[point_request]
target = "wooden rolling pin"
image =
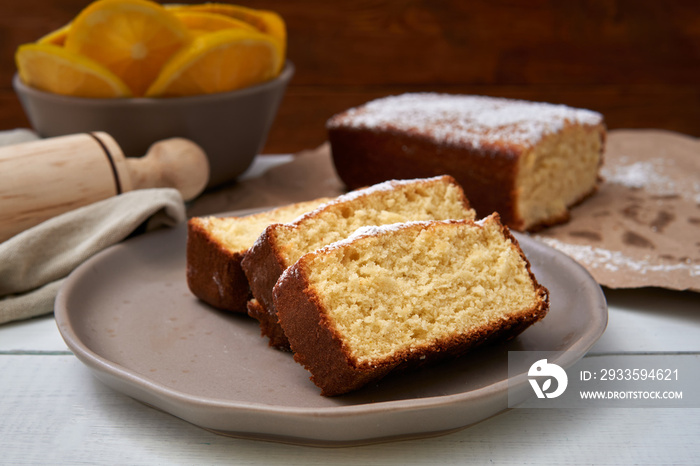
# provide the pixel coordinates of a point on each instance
(47, 177)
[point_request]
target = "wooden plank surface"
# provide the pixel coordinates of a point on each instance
(636, 61)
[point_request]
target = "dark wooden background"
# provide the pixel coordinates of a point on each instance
(635, 61)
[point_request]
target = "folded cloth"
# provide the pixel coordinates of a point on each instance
(34, 263)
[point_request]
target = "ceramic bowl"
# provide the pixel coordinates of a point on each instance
(231, 127)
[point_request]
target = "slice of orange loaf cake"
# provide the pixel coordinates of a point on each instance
(528, 161)
(215, 248)
(404, 295)
(280, 245)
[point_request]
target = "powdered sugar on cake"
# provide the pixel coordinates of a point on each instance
(462, 119)
(352, 195)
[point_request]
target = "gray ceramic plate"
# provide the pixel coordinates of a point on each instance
(128, 315)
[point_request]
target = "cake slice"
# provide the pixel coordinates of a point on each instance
(528, 161)
(280, 245)
(398, 296)
(215, 248)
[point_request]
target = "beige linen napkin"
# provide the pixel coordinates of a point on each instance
(34, 263)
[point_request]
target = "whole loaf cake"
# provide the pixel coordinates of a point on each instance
(528, 161)
(399, 296)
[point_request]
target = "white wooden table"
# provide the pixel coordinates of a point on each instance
(53, 411)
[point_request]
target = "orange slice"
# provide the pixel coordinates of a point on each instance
(219, 62)
(57, 37)
(54, 69)
(132, 38)
(201, 22)
(265, 21)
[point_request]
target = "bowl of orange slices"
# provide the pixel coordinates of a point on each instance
(214, 73)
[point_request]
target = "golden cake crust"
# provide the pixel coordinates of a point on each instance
(478, 140)
(265, 261)
(319, 348)
(214, 273)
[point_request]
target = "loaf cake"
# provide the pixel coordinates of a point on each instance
(280, 245)
(215, 248)
(528, 161)
(399, 296)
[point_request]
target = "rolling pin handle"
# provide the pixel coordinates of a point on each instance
(171, 163)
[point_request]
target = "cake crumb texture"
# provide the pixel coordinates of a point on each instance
(393, 296)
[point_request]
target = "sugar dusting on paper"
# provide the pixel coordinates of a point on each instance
(642, 228)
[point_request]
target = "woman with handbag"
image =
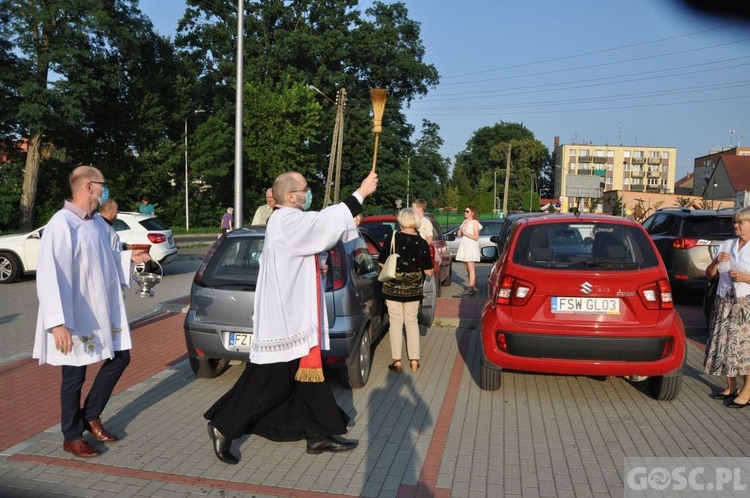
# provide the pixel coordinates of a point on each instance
(468, 250)
(404, 293)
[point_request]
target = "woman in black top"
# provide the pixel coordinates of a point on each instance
(403, 295)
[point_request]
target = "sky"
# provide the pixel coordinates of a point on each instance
(641, 72)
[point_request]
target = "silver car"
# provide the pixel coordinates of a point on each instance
(490, 227)
(219, 323)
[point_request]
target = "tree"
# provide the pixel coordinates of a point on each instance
(77, 61)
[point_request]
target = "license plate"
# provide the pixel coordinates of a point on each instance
(586, 305)
(237, 339)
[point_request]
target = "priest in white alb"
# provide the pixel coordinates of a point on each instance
(82, 318)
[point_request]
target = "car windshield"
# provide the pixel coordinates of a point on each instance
(584, 246)
(154, 225)
(720, 227)
(235, 263)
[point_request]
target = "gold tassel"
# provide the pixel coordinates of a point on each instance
(378, 96)
(309, 375)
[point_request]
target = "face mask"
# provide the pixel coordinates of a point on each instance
(308, 200)
(104, 196)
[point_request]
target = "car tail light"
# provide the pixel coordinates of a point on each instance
(157, 238)
(500, 340)
(685, 243)
(336, 269)
(657, 295)
(514, 291)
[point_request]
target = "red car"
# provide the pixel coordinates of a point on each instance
(381, 225)
(582, 295)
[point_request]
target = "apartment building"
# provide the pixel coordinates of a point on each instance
(584, 171)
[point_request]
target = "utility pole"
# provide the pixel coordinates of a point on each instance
(507, 181)
(334, 162)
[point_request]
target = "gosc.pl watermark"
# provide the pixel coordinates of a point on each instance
(665, 476)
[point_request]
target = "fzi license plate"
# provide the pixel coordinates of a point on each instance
(240, 340)
(586, 305)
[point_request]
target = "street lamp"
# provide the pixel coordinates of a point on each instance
(187, 211)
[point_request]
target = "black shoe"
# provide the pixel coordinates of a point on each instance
(330, 443)
(734, 404)
(721, 395)
(222, 445)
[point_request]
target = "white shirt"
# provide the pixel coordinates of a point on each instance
(741, 262)
(288, 317)
(78, 281)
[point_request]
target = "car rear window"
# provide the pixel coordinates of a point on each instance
(154, 225)
(584, 246)
(720, 227)
(235, 263)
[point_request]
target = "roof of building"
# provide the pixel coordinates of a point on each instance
(738, 171)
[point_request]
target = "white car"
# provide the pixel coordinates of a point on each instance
(19, 253)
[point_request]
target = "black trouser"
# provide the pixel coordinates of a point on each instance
(70, 393)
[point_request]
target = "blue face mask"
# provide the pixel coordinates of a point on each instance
(105, 195)
(308, 200)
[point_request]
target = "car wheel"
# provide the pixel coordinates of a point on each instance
(358, 373)
(489, 377)
(207, 368)
(10, 268)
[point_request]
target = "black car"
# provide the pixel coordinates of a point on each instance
(687, 241)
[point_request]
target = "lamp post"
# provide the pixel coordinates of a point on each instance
(713, 194)
(408, 179)
(187, 211)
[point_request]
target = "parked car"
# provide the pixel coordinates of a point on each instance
(19, 253)
(219, 323)
(688, 240)
(380, 226)
(136, 228)
(605, 310)
(490, 227)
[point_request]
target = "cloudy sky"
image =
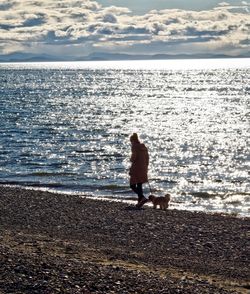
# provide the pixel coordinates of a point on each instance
(80, 27)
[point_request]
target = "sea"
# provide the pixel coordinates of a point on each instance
(65, 127)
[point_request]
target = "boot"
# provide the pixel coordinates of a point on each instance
(142, 202)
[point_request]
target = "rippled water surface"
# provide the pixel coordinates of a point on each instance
(66, 126)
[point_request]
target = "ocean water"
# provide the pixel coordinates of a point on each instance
(66, 126)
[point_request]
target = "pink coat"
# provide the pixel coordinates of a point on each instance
(139, 168)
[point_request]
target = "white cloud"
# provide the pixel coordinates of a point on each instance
(79, 27)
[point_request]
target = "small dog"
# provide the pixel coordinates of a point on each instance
(161, 201)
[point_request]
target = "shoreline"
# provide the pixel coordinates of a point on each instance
(56, 243)
(129, 200)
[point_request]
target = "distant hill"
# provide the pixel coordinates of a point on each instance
(99, 56)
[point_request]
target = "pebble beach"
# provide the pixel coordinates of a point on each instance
(55, 243)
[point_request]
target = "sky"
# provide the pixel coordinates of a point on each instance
(77, 28)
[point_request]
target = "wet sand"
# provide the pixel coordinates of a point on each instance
(53, 243)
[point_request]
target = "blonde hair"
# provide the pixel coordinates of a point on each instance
(134, 138)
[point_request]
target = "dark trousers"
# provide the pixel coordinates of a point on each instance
(137, 188)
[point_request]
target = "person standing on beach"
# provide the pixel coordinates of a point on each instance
(139, 168)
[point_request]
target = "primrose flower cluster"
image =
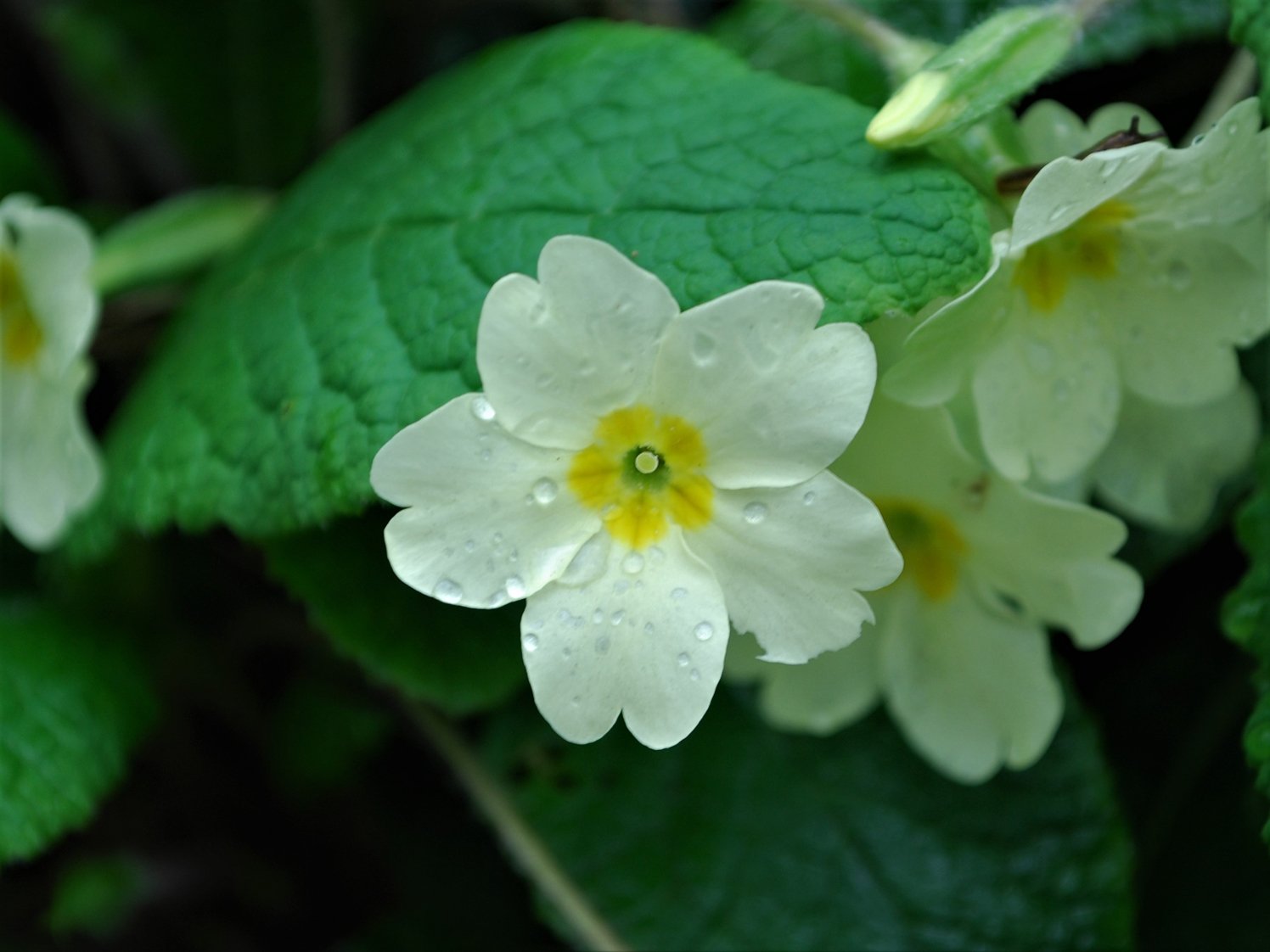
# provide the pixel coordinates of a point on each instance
(660, 485)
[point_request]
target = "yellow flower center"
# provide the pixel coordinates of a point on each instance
(929, 541)
(1087, 248)
(20, 337)
(642, 473)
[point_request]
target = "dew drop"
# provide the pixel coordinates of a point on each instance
(545, 491)
(448, 591)
(704, 350)
(483, 409)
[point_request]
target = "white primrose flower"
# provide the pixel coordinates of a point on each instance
(642, 476)
(48, 466)
(1137, 269)
(959, 652)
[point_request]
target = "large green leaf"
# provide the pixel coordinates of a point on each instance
(458, 659)
(353, 314)
(1246, 619)
(775, 35)
(73, 701)
(1250, 25)
(745, 838)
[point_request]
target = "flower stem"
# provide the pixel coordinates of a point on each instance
(525, 846)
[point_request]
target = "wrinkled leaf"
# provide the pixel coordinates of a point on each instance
(745, 838)
(355, 310)
(74, 698)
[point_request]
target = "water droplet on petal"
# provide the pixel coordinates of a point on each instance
════
Select every line in the listing that contains the string "flower", matching case exactly, and copy each one.

● Result of the task
target = "primrose flower cluster"
target = "yellow flower center"
target = "white primrose flower"
target = "flower stem"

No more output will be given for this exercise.